* TASK
Report every line in the entries below that contains the word "handrail", copying each line in full.

* WORKING DATA
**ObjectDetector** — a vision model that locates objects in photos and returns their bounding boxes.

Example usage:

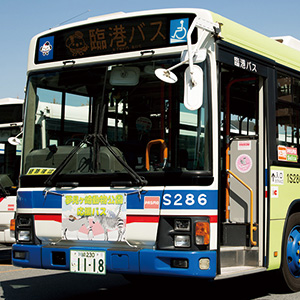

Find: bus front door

[220,63,263,274]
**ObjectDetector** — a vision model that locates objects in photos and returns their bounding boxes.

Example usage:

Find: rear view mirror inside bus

[109,66,140,86]
[184,65,203,110]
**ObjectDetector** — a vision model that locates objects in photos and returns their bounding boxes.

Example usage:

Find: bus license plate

[70,250,106,275]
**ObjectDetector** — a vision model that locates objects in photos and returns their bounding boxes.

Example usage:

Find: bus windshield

[22,59,211,185]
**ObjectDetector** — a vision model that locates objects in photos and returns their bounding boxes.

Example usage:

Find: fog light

[199,258,210,270]
[195,222,209,245]
[171,258,189,269]
[13,251,26,259]
[174,235,191,248]
[18,230,31,242]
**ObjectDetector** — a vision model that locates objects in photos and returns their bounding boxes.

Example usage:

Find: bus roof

[28,8,300,71]
[0,98,24,105]
[211,13,300,71]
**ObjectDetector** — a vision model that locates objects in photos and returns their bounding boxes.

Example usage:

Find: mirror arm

[187,18,221,85]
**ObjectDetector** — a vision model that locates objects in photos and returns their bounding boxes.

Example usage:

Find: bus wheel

[281,213,300,292]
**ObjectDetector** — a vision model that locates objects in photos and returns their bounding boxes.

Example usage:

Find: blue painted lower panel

[13,244,217,279]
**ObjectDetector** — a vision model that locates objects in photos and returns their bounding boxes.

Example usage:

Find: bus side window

[276,73,300,162]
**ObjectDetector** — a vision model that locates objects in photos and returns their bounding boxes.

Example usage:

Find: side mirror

[183,65,203,110]
[8,131,23,146]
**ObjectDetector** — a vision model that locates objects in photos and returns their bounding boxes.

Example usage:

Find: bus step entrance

[222,223,258,247]
[220,246,258,273]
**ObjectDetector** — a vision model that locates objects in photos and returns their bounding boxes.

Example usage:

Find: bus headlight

[17,230,31,242]
[15,215,33,243]
[195,222,210,245]
[174,235,191,248]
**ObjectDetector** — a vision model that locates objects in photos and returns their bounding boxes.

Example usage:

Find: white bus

[13,9,300,290]
[0,98,24,244]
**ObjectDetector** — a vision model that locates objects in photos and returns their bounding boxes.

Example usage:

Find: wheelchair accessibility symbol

[170,18,189,44]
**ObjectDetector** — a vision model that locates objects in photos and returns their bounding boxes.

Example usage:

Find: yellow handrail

[227,170,257,246]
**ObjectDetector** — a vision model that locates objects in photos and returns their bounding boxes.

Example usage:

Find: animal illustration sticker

[235,154,252,173]
[62,193,126,241]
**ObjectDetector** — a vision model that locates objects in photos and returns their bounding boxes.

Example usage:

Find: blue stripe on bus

[17,190,218,210]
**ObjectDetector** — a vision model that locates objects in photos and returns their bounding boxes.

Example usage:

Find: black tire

[281,212,300,292]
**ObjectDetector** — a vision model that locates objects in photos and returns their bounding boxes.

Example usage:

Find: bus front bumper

[12,244,217,279]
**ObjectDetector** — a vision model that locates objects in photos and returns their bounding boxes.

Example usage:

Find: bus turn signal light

[195,222,209,245]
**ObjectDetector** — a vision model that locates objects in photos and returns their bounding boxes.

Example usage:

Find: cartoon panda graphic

[66,31,89,57]
[40,41,52,56]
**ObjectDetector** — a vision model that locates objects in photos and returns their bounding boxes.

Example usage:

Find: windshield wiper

[44,134,148,187]
[44,134,94,187]
[96,134,148,186]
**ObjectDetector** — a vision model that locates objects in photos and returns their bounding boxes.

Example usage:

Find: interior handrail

[227,170,257,246]
[145,139,168,171]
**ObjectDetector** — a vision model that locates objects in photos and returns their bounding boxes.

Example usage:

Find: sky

[0,0,300,99]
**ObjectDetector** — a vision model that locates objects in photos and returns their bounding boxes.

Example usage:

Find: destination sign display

[35,14,195,64]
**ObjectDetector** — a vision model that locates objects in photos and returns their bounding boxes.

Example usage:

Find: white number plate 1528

[70,250,106,275]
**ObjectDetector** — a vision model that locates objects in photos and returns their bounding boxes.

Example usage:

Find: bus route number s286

[162,193,208,209]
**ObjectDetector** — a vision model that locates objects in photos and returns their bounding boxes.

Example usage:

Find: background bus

[0,98,24,244]
[13,9,300,290]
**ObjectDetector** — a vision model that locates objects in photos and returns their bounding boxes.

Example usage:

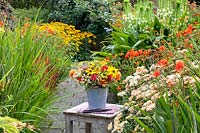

* CORRECT OUTPUT
Find: yellow handrail
Find: interior handrail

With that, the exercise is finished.